» **Ziel 1**:
Gib den Abschnitt des Textes zur Anschnallpflicht wieder, der mit "Dabei hatte die" beginnt und mit "eindrucksvoll unverletzt blieben." endet. Ändere dabei "Vernunft" in "Einsicht".
» **Ziel 2**:
Zieh aus den Einträgen jede Zeile heraus, in der die Zeichenfolge "shrub" vorkommt.

» **Seitenauszug**:

-------

Anschnallpflicht im Auto
Seit 40 Jahren zahlen Gurtmuffel Bußgeld – zum Glück!
1.8.2024, 22:46 UhrUnter "Klickzahlen" verstand man vor 40 Jahren noch etwas anderes als Zugriffsraten auf damals praktisch nicht existente Internetseiten. Wenn überhaupt, könnte damit jene Häufigkeit gemeint gewesen sein, mit der – klick – der Sicherheitsgurt ins Gurtschloss einrastete. Und diese Quote sah gar nicht gut aus. Obwohl schon seit 1974 alle in der Bundesrepublik Deutschland neu zugelassenen Pkw (DDR 1978) mit Dreipunktgurten für die Vordersitze ausgestattet sein mussten und obwohl seit 1976 (DDR 1980) eine Anschnallpflicht bestand, wurde dieser viel zu wenig Folge geleistet. Nur rund 60 Prozent der Autofahrer und Autofahrerinnen legten den Sicherheitsgurt an, innerorts waren es sogar lediglich etwas über 40 Prozent, wie die Björn-Steiger-Stiftung rekapituliert.
Dabei hatte die 6. Gemeinsame Verkehrssicherheitskonferenz bereits im Mai 1961 klargestellt, dass der Gurt Kraftfahrer vor schweren oder gar tödlichen Verletzungen schützen kann. Doch Appelle an die Vernunft verhallten weitgehend ungehört. Auch Verkehrssicherheitskampagnen mit Slogans wie "Könner tragen Gurt" oder "Klick. Erst gurten - dann starten" halfen kaum, ebensowenig wie die Lehrfilme der ARD-Sendung "Der 7. Sinn", in denen Autos spektakulär zerschellten, die angegurteten Insassen aber eindrucksvoll unverletzt blieben.

-------

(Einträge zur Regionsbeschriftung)
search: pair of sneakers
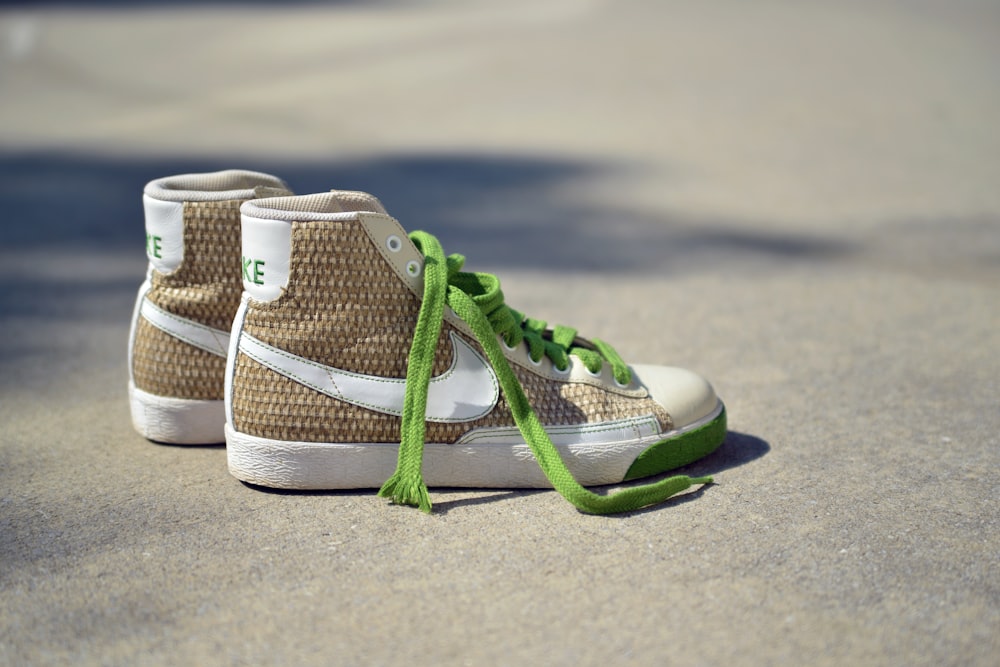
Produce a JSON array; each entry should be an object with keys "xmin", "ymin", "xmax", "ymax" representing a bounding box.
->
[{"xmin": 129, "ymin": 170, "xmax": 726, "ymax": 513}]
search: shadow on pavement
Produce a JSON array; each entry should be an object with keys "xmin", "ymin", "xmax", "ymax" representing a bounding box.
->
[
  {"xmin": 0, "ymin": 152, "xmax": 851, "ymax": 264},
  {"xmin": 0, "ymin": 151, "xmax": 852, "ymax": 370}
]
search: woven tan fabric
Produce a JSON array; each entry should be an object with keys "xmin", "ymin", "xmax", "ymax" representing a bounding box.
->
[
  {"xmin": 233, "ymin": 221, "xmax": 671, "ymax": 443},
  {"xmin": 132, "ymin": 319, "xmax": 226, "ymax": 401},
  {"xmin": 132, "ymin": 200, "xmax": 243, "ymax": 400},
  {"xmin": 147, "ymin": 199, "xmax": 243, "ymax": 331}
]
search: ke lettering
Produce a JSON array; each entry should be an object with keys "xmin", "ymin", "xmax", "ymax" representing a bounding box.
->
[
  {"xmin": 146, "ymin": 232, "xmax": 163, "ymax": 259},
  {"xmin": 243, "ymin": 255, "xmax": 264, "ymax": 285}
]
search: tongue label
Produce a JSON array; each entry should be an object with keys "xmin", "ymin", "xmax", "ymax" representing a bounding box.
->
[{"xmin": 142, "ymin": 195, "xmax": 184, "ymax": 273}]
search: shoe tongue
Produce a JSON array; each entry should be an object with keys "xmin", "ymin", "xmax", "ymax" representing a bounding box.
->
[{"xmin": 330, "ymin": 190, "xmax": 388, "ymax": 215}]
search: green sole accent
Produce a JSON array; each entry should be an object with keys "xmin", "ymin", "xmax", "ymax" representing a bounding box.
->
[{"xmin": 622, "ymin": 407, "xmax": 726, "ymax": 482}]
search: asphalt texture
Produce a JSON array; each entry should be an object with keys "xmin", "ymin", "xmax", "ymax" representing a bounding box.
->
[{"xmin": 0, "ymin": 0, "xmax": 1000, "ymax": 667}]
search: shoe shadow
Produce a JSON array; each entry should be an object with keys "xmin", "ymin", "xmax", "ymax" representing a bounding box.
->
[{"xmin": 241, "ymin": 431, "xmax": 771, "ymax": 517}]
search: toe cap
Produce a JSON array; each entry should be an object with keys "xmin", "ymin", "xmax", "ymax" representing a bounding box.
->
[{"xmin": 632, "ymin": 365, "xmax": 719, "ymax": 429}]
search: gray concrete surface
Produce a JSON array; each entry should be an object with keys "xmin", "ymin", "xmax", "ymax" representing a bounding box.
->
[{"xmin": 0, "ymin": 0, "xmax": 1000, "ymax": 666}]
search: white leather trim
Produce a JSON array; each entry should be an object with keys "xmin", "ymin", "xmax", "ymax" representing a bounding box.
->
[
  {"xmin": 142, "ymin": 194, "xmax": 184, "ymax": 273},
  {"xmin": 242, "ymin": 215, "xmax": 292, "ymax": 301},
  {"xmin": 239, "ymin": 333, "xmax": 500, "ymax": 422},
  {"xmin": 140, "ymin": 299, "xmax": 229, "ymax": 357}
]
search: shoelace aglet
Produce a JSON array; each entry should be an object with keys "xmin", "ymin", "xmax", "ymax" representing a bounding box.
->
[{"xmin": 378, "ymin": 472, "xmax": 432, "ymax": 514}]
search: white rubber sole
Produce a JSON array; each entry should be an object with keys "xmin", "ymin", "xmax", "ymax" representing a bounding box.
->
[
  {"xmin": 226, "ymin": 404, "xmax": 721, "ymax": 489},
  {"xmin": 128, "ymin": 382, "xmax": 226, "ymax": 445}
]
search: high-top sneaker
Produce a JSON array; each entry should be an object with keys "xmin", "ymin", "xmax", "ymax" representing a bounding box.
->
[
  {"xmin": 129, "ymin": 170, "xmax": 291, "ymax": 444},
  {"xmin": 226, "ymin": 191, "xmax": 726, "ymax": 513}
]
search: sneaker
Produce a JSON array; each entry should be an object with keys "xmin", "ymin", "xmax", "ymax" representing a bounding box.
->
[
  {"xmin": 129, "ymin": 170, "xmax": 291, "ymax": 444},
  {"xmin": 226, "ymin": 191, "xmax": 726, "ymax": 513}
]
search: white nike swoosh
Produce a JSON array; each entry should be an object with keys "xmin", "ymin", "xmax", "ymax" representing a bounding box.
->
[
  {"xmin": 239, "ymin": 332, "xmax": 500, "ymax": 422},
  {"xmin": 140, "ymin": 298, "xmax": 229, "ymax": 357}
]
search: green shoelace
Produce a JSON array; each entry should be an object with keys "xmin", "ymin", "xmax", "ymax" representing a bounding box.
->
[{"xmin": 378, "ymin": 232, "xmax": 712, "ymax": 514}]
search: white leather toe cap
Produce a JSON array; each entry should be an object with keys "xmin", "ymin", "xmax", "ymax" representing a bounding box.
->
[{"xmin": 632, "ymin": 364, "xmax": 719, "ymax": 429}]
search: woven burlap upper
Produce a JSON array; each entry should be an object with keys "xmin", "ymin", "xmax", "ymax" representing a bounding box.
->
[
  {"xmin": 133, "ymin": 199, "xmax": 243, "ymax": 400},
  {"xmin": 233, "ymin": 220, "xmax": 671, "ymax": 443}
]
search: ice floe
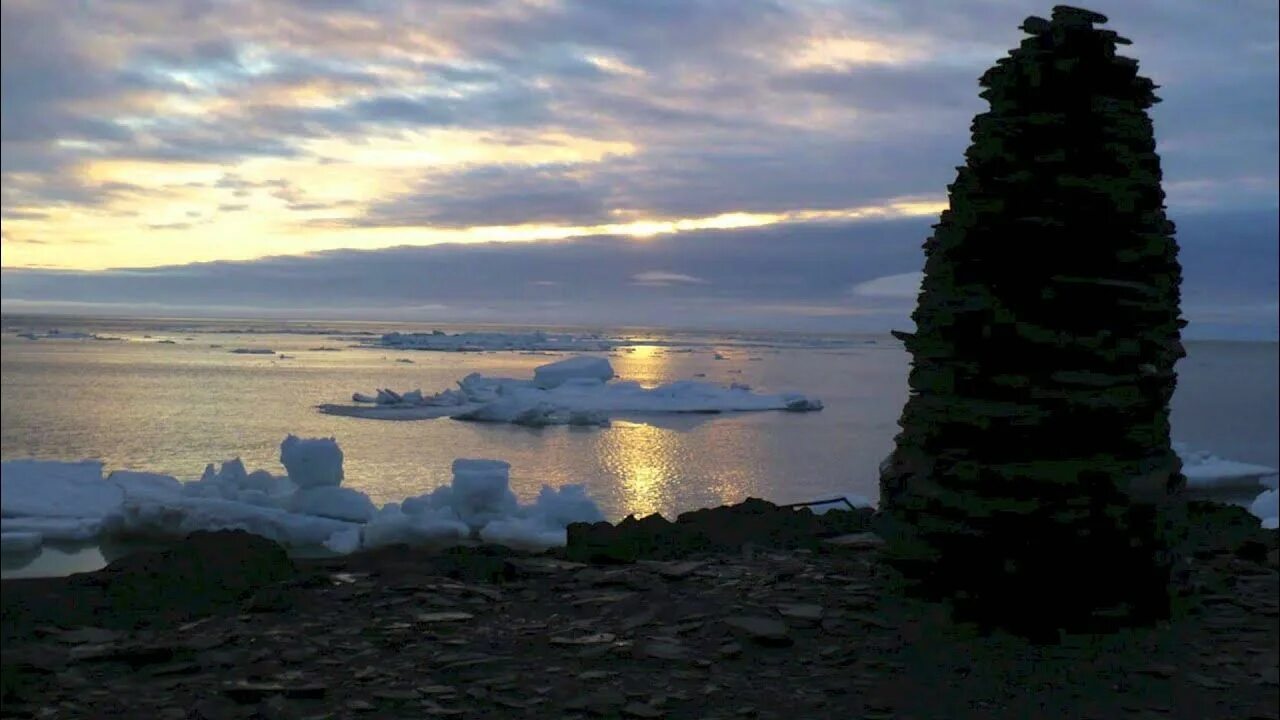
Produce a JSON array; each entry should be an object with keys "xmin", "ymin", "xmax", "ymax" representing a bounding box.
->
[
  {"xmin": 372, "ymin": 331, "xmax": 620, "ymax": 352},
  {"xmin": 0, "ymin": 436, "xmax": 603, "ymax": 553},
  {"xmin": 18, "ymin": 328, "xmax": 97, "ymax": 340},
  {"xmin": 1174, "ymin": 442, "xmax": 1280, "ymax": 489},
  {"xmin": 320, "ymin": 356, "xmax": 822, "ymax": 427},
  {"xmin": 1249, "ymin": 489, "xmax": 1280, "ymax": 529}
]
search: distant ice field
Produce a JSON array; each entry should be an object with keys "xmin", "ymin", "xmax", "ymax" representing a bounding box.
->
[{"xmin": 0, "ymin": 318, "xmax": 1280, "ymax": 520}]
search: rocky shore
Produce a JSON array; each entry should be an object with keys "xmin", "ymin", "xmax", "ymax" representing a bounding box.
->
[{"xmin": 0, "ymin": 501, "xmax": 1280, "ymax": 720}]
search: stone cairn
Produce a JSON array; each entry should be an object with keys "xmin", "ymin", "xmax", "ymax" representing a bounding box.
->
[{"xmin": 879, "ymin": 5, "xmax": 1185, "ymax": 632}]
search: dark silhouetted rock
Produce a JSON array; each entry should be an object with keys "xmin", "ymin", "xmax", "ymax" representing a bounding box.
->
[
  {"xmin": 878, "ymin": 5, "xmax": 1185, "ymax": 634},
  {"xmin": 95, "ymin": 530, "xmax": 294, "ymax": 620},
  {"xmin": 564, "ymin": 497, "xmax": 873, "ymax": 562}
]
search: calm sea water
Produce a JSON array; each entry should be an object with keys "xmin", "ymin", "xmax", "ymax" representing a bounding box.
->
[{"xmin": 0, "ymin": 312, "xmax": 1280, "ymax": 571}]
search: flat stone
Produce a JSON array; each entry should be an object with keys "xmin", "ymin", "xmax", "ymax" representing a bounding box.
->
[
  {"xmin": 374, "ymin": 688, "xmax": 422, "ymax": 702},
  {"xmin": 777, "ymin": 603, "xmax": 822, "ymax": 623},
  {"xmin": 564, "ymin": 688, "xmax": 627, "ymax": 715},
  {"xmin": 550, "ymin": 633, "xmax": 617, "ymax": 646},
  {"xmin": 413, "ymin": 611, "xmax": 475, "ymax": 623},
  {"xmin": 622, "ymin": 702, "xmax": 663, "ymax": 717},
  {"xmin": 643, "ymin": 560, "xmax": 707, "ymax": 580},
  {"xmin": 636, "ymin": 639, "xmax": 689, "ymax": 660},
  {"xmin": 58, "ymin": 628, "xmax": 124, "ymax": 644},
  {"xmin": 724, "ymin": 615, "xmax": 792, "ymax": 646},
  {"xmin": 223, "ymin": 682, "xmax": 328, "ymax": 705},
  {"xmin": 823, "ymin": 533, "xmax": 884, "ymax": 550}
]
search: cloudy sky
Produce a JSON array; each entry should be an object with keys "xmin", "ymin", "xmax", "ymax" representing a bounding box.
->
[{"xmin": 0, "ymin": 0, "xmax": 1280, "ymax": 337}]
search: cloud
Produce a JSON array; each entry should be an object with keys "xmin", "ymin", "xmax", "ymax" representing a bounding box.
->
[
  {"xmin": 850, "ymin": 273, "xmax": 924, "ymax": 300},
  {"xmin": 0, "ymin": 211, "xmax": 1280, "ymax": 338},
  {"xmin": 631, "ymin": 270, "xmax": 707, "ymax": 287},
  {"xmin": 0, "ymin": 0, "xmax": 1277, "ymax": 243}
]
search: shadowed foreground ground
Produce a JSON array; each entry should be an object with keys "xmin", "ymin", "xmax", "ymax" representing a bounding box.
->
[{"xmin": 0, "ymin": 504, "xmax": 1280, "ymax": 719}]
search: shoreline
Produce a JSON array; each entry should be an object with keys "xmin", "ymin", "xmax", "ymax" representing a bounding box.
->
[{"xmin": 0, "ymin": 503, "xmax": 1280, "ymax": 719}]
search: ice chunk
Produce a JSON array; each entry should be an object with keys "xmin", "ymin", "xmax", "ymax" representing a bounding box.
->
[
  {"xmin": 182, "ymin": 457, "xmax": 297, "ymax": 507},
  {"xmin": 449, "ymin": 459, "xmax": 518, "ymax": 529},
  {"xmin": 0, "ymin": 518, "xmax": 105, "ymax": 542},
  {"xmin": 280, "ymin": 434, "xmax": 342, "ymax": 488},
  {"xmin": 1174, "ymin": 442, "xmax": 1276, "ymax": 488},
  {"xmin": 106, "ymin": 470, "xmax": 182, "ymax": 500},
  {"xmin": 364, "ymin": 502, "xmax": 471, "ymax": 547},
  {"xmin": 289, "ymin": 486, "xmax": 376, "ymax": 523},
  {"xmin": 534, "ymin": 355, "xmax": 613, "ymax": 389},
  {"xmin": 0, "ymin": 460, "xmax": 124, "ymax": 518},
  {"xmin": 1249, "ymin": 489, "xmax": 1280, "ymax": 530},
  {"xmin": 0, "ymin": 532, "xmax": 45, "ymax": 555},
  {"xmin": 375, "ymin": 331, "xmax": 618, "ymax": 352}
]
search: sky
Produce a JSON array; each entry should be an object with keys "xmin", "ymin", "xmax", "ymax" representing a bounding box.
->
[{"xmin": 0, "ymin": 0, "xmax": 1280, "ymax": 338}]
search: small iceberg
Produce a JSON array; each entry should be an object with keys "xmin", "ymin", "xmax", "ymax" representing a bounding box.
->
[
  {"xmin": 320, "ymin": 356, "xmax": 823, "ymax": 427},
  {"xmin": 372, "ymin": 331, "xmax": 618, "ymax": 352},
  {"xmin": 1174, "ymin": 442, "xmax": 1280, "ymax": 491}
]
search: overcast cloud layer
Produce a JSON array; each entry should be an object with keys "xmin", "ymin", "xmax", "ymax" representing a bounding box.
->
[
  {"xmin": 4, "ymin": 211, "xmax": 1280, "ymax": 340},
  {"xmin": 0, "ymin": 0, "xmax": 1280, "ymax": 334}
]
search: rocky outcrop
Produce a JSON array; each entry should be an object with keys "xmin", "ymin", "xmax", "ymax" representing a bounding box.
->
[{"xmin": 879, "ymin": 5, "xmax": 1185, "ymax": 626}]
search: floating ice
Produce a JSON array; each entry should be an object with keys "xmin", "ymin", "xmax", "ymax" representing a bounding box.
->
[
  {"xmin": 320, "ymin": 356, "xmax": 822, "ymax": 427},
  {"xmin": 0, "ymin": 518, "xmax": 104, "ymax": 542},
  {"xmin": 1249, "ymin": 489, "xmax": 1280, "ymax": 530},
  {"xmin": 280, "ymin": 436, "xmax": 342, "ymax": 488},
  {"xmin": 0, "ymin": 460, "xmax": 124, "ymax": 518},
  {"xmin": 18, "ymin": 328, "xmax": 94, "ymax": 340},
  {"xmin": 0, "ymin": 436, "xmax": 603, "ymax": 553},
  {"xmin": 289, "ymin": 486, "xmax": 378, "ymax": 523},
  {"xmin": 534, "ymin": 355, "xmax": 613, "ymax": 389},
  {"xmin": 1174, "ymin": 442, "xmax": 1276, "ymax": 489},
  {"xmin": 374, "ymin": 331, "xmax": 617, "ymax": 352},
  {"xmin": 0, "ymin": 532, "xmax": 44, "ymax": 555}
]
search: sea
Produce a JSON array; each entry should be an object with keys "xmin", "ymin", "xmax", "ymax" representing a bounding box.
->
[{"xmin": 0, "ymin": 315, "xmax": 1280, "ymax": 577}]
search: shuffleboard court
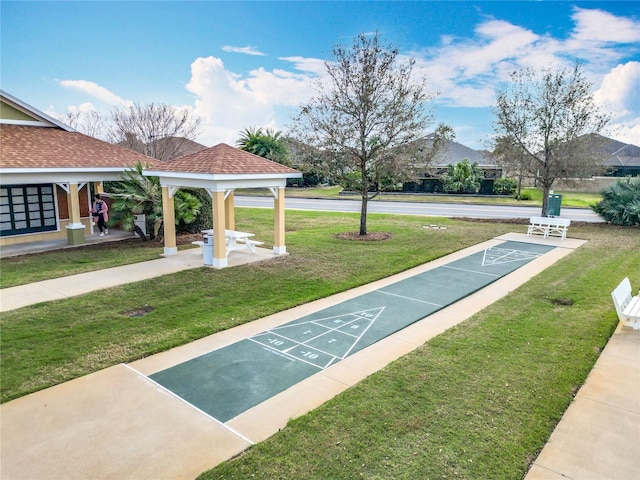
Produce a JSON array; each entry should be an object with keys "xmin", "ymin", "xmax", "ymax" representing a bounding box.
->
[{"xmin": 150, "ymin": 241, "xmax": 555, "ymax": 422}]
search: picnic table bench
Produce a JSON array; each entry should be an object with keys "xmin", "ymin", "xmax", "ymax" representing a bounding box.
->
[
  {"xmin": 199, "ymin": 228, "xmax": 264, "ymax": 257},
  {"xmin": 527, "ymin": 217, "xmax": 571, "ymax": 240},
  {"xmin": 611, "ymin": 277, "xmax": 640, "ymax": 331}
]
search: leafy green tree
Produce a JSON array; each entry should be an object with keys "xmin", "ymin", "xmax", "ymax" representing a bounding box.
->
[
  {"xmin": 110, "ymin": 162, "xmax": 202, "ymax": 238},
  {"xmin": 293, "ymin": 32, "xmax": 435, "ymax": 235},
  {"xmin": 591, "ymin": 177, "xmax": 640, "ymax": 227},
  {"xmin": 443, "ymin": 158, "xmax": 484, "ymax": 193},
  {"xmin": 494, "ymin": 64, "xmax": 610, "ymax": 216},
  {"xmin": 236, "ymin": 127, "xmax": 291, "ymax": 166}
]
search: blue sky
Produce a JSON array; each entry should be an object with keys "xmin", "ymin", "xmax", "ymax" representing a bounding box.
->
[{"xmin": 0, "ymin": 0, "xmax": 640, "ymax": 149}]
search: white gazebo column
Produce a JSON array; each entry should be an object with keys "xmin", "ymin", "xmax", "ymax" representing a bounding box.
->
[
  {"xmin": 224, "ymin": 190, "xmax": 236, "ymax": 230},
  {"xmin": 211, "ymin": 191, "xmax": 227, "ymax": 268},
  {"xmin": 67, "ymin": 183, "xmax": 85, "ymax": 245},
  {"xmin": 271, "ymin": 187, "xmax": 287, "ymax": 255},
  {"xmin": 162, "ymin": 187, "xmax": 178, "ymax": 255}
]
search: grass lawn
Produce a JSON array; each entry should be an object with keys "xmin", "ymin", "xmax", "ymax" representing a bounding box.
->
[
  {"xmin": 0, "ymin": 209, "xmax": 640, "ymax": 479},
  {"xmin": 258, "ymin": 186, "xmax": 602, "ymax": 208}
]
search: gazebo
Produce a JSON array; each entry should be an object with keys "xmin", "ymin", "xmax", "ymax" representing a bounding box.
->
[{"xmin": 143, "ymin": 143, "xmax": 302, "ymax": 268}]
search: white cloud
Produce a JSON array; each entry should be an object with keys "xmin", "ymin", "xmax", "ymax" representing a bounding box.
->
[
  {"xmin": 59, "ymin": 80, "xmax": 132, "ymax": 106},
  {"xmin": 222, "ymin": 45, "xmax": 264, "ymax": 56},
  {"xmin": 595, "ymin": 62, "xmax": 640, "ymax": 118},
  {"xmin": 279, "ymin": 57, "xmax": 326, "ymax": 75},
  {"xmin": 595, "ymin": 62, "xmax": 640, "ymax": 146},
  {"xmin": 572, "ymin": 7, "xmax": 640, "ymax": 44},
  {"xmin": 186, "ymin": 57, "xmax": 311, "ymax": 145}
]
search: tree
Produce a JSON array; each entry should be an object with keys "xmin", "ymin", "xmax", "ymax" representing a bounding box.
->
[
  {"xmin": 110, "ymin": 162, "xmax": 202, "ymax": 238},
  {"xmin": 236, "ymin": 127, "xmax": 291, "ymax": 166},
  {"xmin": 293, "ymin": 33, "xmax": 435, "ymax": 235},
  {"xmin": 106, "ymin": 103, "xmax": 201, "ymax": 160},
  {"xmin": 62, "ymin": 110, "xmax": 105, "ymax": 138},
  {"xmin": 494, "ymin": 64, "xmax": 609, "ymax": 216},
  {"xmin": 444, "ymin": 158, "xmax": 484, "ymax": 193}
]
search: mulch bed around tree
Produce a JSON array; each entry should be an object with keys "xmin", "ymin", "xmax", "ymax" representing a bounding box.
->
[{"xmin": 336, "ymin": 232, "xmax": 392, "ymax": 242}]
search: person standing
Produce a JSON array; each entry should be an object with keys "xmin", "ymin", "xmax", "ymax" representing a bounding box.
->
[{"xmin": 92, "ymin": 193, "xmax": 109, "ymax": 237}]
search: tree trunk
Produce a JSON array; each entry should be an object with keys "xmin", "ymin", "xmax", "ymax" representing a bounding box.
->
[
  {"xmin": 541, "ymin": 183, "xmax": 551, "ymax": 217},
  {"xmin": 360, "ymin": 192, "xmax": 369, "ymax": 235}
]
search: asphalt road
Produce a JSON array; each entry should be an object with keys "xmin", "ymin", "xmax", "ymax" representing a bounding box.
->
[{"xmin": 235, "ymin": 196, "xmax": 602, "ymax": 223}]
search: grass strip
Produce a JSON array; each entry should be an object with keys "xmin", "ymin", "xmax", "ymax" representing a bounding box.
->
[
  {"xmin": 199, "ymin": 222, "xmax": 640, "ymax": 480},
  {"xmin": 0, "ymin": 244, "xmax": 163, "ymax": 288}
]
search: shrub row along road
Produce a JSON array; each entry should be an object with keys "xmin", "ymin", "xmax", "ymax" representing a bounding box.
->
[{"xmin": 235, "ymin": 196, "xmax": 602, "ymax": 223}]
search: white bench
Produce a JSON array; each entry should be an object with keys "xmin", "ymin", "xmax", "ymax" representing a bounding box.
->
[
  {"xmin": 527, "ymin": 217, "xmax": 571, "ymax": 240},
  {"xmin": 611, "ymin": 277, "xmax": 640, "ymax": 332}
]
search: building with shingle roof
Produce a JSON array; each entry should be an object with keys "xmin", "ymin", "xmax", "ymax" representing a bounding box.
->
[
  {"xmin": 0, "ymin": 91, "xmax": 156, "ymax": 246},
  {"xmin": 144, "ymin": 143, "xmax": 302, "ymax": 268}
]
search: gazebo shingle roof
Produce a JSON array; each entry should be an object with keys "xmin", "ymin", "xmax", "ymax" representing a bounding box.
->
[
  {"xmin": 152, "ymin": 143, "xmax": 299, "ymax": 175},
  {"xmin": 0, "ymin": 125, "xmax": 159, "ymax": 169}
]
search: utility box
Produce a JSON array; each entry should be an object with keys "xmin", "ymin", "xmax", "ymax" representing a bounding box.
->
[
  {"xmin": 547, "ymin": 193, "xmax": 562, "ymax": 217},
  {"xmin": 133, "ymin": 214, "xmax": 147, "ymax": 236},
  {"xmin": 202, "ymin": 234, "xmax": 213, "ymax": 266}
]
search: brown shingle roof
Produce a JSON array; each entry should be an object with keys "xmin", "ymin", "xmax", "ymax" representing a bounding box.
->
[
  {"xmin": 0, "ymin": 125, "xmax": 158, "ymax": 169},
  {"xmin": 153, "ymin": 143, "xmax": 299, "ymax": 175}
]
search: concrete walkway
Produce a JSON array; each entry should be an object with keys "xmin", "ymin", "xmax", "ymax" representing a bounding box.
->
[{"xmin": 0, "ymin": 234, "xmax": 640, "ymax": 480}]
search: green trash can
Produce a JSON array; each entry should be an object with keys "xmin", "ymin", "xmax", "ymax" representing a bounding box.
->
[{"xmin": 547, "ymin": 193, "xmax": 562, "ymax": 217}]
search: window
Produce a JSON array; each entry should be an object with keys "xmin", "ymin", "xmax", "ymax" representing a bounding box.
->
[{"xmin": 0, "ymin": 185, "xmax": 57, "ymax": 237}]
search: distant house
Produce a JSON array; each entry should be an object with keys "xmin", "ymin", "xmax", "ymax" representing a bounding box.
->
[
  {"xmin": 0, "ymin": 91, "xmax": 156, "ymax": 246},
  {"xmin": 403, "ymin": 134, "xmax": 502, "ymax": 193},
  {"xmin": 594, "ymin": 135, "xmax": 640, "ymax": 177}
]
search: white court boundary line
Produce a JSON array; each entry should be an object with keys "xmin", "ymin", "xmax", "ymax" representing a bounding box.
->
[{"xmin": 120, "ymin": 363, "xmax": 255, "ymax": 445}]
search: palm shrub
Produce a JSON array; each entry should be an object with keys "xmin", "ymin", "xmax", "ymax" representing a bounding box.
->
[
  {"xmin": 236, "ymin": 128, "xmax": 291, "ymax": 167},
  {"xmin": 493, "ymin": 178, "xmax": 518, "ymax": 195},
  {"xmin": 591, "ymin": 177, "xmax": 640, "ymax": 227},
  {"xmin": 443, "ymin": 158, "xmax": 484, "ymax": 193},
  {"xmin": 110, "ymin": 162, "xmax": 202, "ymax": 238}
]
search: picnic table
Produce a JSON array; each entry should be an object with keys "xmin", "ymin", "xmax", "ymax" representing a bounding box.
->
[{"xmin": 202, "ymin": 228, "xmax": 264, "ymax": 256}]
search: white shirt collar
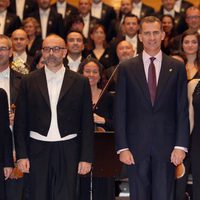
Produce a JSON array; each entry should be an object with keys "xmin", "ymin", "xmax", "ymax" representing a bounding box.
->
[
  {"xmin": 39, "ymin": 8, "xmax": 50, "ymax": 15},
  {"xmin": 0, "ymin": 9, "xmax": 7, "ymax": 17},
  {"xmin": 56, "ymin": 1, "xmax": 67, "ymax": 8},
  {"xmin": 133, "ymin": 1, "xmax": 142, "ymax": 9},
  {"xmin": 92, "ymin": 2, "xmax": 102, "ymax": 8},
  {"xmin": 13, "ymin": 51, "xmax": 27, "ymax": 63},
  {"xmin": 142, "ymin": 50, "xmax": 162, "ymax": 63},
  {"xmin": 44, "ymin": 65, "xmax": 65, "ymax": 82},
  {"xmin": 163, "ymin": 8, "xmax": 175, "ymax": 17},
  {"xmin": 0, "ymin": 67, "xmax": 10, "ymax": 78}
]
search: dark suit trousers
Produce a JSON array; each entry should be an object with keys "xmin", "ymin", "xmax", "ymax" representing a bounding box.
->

-------

» **Ergebnis 1**:
Dabei hatte die 6. Gemeinsame Verkehrssicherheitskonferenz bereits im Mai 1961 klargestellt, dass der Gurt Kraftfahrer vor schweren oder gar tödlichen Verletzungen schützen kann. Doch Appelle an die Einsicht verhallten weitgehend ungehört. Auch Verkehrssicherheitskampagnen mit Slogans wie "Könner tragen Gurt" oder "Klick. Erst gurten - dann starten" halfen kaum, ebensowenig wie die Lehrfilme der ARD-Sendung "Der 7. Sinn", in denen Autos spektakulär zerschellten, die angegurteten Insassen aber eindrucksvoll unverletzt blieben.

» **Ergebnis 2**:
search: shrub row along road
search: palm shrub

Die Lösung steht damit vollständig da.